### Exercise set
1. From the blog post, extract the passage that opens with the words "Sunday, November 12, 2006" and closes with "expecting something else?", copying it word for word.
2. Rewrite the records from the line containing "image shown above." through the end of the records, changing "laundry pile" to "stack of towels" and leaving all else as is. Return only those lines.

### Text to read
The project seemed to have such bright beginnings, but it seems like many (including Rosen himself) are starting to lose a bit of faith. The lack of funds is definitely a likely cause, but moreover, it's my own personal belief that nothing really comes for free - which leaves me wondering how effective and reliable sources could really be.
Sunday, November 12, 2006
  My new media obsession.
So jealous. Apparently, a Best Buy in the Bay Area is selling the Microsoft Zune several days before its official release date, according to Gizmodo. Lately I've been fairly preoccupied with this gadget and have been mostly begging to receive it as a Christmas gift. Gizmodo also did a good full review of the device, though the Zune Marketplace (the Microsoft iTunes Music Store equivalent) won't be launched until Tuesday. Zune is considered to be revolutionary, as it contains a WiFi component which allows users to send songs to one another, and its massive screen can be converted to landscape mode to better view videos.
Wednesday, November 08, 2006
  You were expecting something else?
Although basically everyone in the free world is talking about the election, I thought I would enlighten you with my own opinions about the online coverage of the races (even with timeliness aside, this crap is right up my alley).

Mere minutes after the polls closed in our great state, I checked Boston.com, which boldly declared victory for Patrick, even with only 3 precincts reporting. But I noticed that somewhat early this morning, the coverage was minimized into a small picture of Patrick and a small headline, "Patrick plots transition plan." I guess I understand the immediacy of online news and the belief that breaking news passes quickly, but the election was YESTERDAY. Not everyone has immediate internet access, and some people actual have lives and weren't slaving over the keyboards all night. I was too busy watching Ferris Bueller's Day Off and eating stir fry, to be honest.

Prof. Chuck Fountain, my History of Journalism professor, today said that while the results of this election were extraordinary, the coverage of the election was not. I have to agree. Despite the clear county-by-county results on CNN.com and the rapidly updated and written political opinion columns on Boston.com, the coverage fell flat. Why is no one analyzing what the election of the first black governor of Massachusetts (and the second black governor in American history) may mean? Why is no one delving into how politics in Mass. have been altered completely, as a woman posed a significant chance of being elected the first female governor of Mass.? And Nancy Pelosi! I'm ALREADY tired of people glossing over the fact that Pelosi will be the first woman to ever be Speaker of the House (but CNN's article is pretty comprehensive, so kudos to them).

(Data extracted from a collection)

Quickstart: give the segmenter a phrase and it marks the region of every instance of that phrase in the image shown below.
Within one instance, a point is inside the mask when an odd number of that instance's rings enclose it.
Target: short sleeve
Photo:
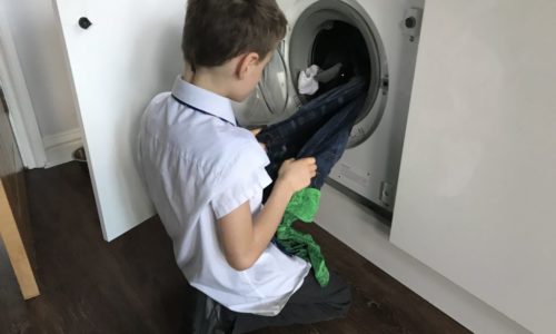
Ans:
[[[272,179],[268,176],[264,167],[244,174],[241,177],[230,181],[230,186],[218,193],[210,202],[216,218],[220,219],[228,215],[241,204],[251,199],[257,193],[261,193],[271,183]]]

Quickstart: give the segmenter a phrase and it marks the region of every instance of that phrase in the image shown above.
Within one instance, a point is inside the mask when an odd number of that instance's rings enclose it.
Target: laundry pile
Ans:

### Answers to the exercises
1.
Sunday, November 12, 2006
  My new media obsession.
So jealous. Apparently, a Best Buy in the Bay Area is selling the Microsoft Zune several days before its official release date, according to Gizmodo. Lately I've been fairly preoccupied with this gadget and have been mostly begging to receive it as a Christmas gift. Gizmodo also did a good full review of the device, though the Zune Marketplace (the Microsoft iTunes Music Store equivalent) won't be launched until Tuesday. Zune is considered to be revolutionary, as it contains a WiFi component which allows users to send songs to one another, and its massive screen can be converted to landscape mode to better view videos.
Wednesday, November 08, 2006
  You were expecting something else?

2.
Quickstart: give the segmenter a phrase and it marks the region of every instance of that phrase in the image shown above.
Within one instance, a point is inside the mask when an odd number of that instance's rings enclose it.
Target: stack of towels
Ans:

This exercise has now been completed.